▶ Text segment:
Arnold Kriegstein, M.D., Ph.D., is a professor of neurology, the John Bowes Distinguished Professor in Stem Cell and Tissue Biology, and the director of the Eli and Edythe Broad Center of Regeneration Medicine and Stem Cell Research at the University of California, San Francisco. Dr. Kriegstein received his M.D. and Ph.D. degrees from New York University and his undergraduate degree from Yale University. He completed his residence training in neurology at Harvard University and the Brigham and Women’s Hospital, the Beth Israel Hospital and the Boston Children’s Hospital, and has held academic appointments at Stanford University, Yale University and Columbia University.
Kriegstein has an international reputation for his research in the areas of neocortical development, neural differentiation, and neural stem and progenitor cell biology. He has received several awards including the Stanford University William M. Hume Faculty Scholar and a Javits Award from the NIH, and he was elected to the National Institute of Medicine in 2008.

▶ Extracted material:
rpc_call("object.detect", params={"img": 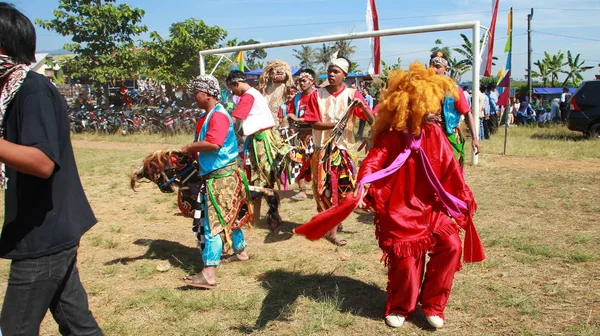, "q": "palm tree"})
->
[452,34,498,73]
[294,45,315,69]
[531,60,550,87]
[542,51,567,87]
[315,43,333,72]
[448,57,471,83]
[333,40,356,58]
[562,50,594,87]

==

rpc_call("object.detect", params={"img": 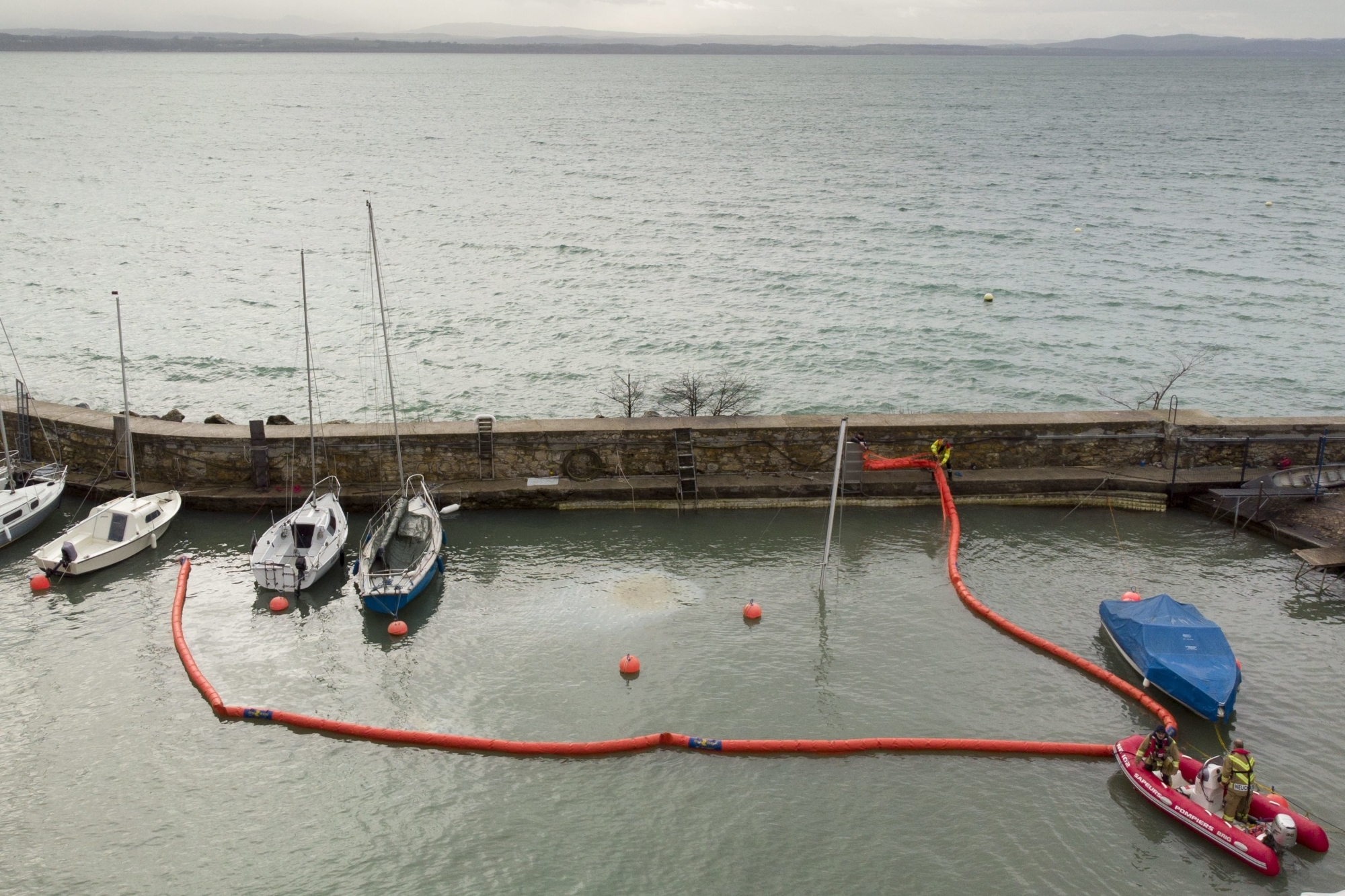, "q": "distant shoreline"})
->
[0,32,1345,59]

* * *

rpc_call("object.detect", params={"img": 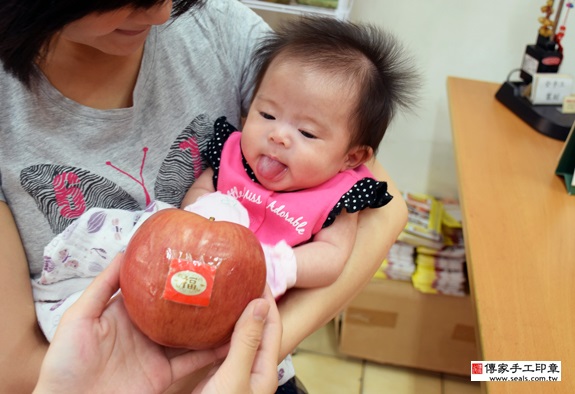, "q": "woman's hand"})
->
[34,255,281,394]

▶ Set of tasks:
(1) In the Arnold Kriegstein biography, from which university did he receive his undergraduate degree?
(2) From the Arnold Kriegstein biography, extract the stretch from "Arnold Kriegstein, M.D., Ph.D., is" through "and Columbia University." and copy it word for word.
(3) Continue the Arnold Kriegstein biography from its final sentence.

▶ Results by task:
(1) Yale University

(2)
Arnold Kriegstein, M.D., Ph.D., is a professor of neurology, the John Bowes Distinguished Professor in Stem Cell and Tissue Biology, and the director of the Eli and Edythe Broad Center of Regeneration Medicine and Stem Cell Research at the University of California, San Francisco. Dr. Kriegstein received his M.D. and Ph.D. degrees from New York University and his undergraduate degree from Yale University. He completed his residence training in neurology at Harvard University and the Brigham and Women’s Hospital, the Beth Israel Hospital and the Boston Children’s Hospital, and has held academic appointments at Stanford University, Yale University and Columbia University.

(3)
As director of the Eli and Edythe Broad Center of Regeneration Medicine and Stem Cell Research, Kriegstein oversees one of the largest and most comprehensive stem cell programs in the United States, which encompasses over 120 laboratories carrying out studies aimed at gaining fundamental information about human development, with an eye toward illuminating and treating a broad range of diseases and disorders, from heart disease and diabetes to cancer and neurological disorders, including epilepsy, Parkinson’s disease and brain injury. His own research focuses on the way in which neural stem and progenitor cells in the embryonic brain produce neurons, and ways in which this information can be used for cell-based therapies to treat diseases of the nervous system.